Records in a dataset:
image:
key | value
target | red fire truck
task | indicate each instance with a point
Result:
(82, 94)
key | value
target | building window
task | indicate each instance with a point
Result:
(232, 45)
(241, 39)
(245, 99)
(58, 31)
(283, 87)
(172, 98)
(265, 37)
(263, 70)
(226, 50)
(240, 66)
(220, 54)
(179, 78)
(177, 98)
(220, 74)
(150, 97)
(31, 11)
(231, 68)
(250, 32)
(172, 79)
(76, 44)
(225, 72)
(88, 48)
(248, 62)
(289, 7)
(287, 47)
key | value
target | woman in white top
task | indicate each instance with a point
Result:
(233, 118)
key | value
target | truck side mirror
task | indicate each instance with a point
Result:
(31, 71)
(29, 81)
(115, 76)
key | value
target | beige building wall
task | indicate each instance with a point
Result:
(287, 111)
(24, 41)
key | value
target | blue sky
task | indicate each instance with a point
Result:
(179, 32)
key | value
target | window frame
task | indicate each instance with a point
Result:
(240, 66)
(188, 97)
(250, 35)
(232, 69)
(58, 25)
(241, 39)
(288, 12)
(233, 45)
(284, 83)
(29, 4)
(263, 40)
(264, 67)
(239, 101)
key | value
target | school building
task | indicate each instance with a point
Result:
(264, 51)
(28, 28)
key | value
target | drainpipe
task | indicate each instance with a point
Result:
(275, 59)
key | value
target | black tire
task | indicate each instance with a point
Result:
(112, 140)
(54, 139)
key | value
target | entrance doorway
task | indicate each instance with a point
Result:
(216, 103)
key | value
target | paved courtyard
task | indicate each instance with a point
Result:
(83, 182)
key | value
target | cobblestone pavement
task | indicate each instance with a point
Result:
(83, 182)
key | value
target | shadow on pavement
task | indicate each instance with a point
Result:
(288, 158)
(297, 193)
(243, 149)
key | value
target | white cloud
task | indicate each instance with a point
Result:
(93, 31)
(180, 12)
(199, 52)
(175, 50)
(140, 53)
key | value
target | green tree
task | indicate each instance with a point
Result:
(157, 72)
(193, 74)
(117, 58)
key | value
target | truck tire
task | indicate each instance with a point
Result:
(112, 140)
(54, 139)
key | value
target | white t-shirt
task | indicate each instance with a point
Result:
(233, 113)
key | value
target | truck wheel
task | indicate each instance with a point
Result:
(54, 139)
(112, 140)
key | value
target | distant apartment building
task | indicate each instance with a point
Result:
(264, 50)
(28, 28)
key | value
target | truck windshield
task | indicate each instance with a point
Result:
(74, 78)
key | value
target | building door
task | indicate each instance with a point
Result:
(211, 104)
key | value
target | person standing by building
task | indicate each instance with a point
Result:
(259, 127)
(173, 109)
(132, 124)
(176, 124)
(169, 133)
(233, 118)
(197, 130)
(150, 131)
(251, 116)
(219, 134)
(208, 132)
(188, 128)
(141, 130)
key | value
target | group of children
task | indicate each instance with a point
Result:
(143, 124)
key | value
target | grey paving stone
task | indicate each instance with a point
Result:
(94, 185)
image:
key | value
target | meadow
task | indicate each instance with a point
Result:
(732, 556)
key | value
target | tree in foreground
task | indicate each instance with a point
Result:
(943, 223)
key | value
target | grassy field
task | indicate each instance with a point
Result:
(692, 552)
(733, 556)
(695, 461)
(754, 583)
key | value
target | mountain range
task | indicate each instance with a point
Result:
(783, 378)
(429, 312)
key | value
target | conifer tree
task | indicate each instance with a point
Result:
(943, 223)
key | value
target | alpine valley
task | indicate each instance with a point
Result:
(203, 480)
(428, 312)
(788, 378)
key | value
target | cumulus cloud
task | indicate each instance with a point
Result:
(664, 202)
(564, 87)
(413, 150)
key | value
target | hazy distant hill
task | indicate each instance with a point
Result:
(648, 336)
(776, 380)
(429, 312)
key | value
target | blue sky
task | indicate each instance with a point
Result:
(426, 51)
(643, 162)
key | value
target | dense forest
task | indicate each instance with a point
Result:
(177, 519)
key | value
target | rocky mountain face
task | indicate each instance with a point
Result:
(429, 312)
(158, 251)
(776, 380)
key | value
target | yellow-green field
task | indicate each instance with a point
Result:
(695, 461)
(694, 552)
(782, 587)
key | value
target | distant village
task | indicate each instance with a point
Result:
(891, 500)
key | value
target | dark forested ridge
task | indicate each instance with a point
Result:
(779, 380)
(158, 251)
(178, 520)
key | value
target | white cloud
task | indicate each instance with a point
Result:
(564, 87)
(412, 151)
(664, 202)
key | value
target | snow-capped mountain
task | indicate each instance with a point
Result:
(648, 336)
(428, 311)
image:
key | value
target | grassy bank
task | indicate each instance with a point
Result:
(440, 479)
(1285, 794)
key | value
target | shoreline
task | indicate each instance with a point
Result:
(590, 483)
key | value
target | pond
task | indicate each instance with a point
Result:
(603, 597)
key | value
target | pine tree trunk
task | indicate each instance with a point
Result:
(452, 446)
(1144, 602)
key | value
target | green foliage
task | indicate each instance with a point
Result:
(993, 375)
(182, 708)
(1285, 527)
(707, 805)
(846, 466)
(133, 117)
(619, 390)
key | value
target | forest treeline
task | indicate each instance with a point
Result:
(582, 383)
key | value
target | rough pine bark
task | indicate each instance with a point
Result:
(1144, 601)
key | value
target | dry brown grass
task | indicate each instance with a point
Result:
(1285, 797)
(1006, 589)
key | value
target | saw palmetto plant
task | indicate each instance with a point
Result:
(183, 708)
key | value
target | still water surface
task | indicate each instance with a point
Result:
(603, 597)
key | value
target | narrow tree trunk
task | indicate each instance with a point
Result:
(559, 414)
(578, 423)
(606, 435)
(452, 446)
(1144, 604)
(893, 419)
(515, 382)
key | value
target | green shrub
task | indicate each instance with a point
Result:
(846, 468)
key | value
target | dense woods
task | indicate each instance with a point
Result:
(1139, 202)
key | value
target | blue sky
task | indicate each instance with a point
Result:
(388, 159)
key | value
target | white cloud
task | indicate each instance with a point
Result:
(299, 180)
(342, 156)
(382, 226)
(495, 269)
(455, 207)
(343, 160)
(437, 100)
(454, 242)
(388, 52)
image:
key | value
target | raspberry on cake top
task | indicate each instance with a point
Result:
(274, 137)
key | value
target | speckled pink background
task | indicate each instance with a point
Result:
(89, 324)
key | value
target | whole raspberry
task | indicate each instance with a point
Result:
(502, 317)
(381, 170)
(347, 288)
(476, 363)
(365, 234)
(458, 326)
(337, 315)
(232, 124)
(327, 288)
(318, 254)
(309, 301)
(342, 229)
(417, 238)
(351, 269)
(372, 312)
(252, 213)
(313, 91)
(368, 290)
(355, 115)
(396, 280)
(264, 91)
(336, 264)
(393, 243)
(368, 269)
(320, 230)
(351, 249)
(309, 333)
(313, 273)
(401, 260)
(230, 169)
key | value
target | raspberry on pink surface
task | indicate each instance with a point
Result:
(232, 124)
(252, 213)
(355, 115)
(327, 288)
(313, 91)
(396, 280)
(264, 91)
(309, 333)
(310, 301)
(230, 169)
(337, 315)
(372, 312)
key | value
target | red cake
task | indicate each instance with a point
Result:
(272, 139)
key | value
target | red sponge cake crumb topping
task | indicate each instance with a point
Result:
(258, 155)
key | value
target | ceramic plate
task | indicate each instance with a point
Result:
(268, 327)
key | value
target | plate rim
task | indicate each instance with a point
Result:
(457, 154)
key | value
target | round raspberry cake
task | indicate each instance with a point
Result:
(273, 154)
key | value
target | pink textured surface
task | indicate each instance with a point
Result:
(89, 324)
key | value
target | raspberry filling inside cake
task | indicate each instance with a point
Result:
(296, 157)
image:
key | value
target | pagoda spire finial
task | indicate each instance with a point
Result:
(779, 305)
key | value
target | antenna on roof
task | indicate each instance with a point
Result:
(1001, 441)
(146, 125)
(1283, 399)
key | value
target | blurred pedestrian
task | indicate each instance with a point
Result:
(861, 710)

§ SHORT PROBLEM
Copy out each line in the records above that contains the string "surface".

§ SOLUTION
target | still water surface
target | raspberry on pink surface
target | pink textured surface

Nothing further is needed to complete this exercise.